DATASET ROWS:
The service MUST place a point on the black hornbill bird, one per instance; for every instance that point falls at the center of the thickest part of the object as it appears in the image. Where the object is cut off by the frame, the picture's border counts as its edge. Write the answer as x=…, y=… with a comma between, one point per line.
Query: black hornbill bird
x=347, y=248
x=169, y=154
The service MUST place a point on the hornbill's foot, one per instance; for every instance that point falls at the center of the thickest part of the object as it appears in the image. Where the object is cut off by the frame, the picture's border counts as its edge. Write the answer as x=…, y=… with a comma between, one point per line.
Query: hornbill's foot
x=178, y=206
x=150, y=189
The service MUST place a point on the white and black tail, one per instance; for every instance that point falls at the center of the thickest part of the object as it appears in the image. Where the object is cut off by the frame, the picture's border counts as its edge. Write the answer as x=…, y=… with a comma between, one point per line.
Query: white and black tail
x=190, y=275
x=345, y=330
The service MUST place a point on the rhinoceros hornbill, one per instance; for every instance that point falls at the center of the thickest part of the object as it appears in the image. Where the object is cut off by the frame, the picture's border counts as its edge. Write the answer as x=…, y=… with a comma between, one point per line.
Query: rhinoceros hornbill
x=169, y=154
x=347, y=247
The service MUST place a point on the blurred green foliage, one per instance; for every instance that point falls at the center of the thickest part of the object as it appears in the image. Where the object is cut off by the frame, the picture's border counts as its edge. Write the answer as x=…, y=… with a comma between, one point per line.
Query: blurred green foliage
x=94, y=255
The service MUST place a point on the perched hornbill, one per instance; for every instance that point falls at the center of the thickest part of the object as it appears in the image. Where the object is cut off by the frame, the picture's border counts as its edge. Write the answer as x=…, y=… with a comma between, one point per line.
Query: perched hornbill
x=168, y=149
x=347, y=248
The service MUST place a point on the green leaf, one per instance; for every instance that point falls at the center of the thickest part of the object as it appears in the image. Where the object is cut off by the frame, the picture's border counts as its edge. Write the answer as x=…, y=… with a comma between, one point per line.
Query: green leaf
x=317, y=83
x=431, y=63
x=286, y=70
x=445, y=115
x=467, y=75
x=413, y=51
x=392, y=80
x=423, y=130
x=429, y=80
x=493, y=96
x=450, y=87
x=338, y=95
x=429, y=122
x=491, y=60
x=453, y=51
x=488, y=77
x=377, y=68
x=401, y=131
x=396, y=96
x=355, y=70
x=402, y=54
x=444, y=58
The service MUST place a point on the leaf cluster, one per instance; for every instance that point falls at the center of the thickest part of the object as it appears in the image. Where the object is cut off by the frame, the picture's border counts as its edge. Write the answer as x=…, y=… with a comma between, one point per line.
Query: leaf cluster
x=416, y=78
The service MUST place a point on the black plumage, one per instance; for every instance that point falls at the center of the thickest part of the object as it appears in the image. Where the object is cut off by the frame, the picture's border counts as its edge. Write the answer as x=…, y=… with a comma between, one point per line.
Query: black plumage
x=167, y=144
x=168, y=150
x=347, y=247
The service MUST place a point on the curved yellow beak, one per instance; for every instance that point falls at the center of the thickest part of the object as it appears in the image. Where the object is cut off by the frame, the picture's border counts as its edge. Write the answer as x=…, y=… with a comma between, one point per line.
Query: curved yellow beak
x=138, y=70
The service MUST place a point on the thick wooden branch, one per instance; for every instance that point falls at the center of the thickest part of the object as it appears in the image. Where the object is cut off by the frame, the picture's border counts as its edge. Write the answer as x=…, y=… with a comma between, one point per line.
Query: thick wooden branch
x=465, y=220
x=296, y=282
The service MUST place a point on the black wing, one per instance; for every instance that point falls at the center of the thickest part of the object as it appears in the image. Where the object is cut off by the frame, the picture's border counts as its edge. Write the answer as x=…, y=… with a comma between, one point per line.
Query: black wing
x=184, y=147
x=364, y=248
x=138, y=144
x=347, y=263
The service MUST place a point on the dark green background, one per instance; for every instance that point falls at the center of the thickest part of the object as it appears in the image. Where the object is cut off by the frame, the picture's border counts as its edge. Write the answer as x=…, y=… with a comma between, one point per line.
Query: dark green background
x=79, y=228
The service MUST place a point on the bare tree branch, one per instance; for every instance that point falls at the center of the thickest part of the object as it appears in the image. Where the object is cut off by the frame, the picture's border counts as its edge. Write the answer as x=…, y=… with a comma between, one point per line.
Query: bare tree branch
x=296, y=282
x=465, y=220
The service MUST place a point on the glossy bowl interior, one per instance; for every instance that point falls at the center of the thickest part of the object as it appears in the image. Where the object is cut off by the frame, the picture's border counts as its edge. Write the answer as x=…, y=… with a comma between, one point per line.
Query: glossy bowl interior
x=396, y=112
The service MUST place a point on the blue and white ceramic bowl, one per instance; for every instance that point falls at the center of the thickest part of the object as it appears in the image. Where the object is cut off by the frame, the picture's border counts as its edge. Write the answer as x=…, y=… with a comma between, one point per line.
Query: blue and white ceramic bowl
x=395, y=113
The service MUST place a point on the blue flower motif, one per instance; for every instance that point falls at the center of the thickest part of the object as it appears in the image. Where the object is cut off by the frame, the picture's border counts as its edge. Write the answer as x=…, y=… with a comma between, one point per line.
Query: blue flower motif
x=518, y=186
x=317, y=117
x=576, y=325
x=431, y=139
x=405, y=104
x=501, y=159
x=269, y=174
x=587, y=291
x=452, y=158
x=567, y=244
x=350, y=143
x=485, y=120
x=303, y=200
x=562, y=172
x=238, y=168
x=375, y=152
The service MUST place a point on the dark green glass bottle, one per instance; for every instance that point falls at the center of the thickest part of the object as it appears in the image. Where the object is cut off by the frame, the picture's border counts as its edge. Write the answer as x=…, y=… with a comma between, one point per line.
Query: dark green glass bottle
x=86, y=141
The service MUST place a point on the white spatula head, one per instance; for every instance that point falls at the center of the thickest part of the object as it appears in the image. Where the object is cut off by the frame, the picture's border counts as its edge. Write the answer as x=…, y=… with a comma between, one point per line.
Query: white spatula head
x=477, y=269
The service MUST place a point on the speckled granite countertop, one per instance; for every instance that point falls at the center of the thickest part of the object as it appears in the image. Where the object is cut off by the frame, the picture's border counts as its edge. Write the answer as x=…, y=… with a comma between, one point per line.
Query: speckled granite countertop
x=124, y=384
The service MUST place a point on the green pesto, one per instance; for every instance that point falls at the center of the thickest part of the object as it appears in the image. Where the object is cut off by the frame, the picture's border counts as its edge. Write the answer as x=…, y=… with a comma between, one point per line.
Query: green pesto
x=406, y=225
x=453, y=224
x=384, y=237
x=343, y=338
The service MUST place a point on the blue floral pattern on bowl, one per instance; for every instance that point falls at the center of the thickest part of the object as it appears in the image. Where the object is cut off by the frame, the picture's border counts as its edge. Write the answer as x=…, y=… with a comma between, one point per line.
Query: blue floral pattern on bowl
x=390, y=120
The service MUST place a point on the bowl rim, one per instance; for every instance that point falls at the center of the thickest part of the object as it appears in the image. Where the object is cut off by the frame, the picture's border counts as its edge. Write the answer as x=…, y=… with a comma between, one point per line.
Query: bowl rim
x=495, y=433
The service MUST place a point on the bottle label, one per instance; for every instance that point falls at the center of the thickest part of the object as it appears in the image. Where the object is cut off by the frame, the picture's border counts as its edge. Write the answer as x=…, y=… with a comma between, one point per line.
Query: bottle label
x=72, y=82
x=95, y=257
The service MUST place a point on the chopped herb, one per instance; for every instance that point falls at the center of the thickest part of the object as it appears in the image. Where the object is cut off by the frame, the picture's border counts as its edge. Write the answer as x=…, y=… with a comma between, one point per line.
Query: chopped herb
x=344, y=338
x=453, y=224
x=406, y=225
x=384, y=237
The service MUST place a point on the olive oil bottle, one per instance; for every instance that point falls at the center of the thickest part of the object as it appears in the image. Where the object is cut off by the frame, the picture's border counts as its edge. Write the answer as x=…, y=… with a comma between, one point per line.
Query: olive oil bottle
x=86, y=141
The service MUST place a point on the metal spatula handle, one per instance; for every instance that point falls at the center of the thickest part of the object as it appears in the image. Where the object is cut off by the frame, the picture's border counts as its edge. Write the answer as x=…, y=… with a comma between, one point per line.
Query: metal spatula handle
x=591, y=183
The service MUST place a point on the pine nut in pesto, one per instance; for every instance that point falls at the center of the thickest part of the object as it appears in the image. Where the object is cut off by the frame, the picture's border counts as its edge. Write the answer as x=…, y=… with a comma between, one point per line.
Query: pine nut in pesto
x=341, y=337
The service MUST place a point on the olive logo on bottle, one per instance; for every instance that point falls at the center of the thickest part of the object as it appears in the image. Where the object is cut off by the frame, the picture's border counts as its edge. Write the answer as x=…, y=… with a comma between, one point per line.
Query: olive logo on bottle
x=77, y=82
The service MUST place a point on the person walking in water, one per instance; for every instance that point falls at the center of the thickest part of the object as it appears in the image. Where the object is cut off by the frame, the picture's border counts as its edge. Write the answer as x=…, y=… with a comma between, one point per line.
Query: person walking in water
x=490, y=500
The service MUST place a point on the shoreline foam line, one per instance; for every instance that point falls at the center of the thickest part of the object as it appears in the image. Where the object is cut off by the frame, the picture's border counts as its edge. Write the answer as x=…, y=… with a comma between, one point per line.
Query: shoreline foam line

GOAL: Can you copy the records word for word, from the line with "The service MUST place a point on the perched" through the line with "x=444, y=58", including both of those lines?

TASK RESULT:
The service MUST place a point on the perched hornbill, one per instance; for every instance that point falls at the center of the thickest part of the object as it appears in the image. Where the object is cut off by the frame, the picture's border counts as its edge. Write the answer as x=…, y=… with a comma between, one point per line.
Query: perched hornbill
x=168, y=149
x=347, y=248
The service MUST place a point on the green leaf, one per instance; for every instance that point falls at the center of the thickest part of the object as it appears in the image. Where the object is cut off by the frame, the picture's border counts as its edge. Write the answer as x=…, y=… with a comma between, one point per line.
Query: green leaf
x=317, y=83
x=431, y=63
x=286, y=70
x=445, y=115
x=467, y=75
x=413, y=51
x=392, y=80
x=423, y=130
x=429, y=80
x=493, y=96
x=450, y=87
x=338, y=95
x=429, y=122
x=491, y=60
x=453, y=51
x=488, y=77
x=377, y=68
x=401, y=131
x=396, y=96
x=355, y=70
x=402, y=54
x=444, y=58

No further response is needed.